The task:
Convert the items below into a Markdown table with the columns Row and Line, one numbered row per line. Skip blank lines and leave out the pictures.

[Source data]
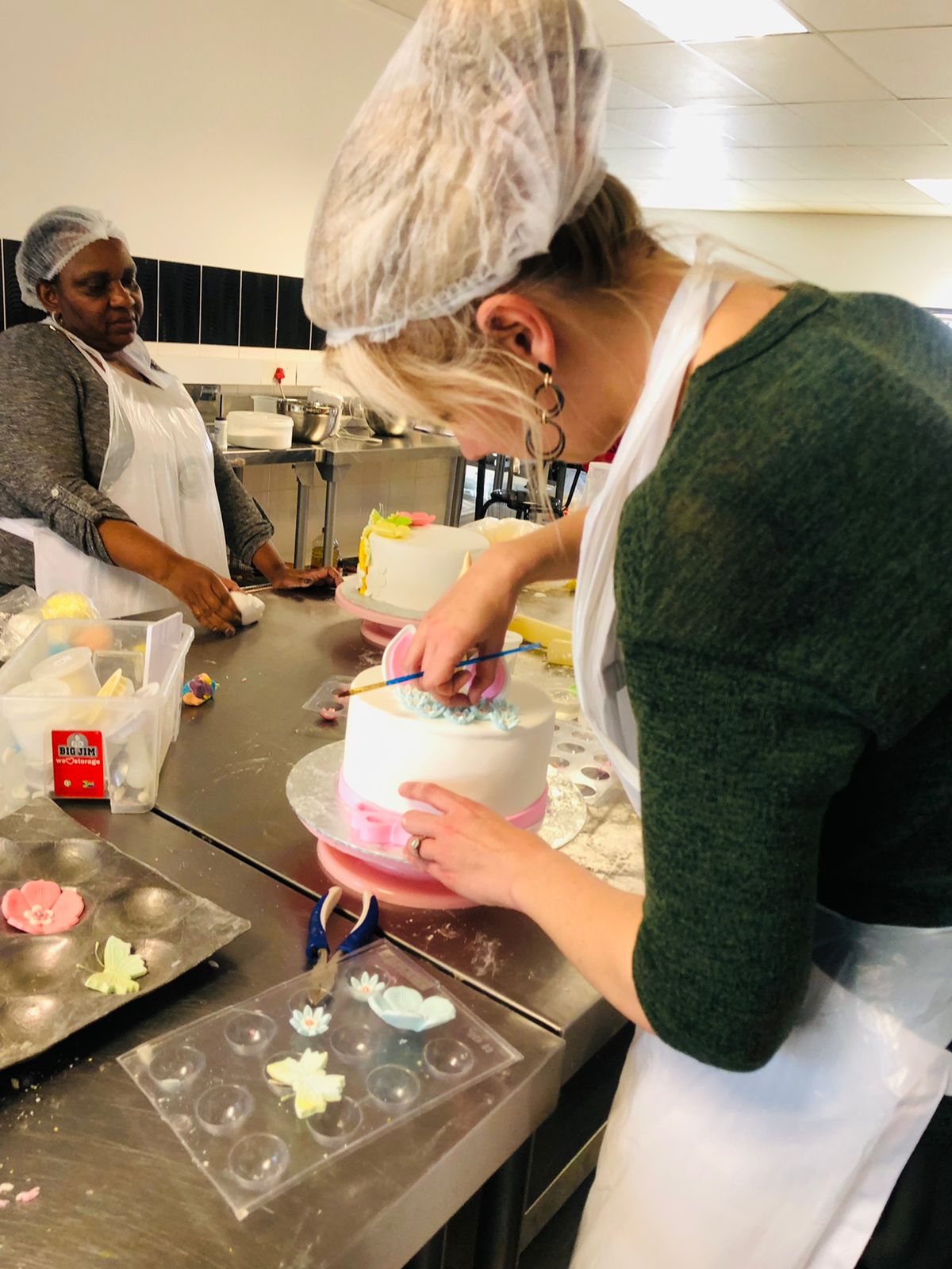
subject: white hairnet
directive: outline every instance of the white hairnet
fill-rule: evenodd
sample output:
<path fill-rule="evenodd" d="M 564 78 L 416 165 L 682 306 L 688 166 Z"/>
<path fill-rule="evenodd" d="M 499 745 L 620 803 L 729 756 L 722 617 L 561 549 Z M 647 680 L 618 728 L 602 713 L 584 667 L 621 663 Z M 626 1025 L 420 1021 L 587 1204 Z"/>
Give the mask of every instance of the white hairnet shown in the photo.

Reply:
| Row | Line |
|---|---|
| 1 | subject: white hairnet |
| 2 | directive: outline every instance of the white hairnet |
| 3 | fill-rule: evenodd |
| 4 | sample output: |
| 5 | <path fill-rule="evenodd" d="M 564 78 L 416 165 L 682 306 L 688 166 Z"/> |
| 6 | <path fill-rule="evenodd" d="M 499 745 L 620 803 L 729 756 L 722 617 L 561 549 Z M 647 680 L 618 728 L 602 713 L 584 667 L 621 663 Z M 626 1025 L 420 1021 L 587 1204 Z"/> |
| 7 | Give the mask of every instance of the white hairnet shown in the photo. |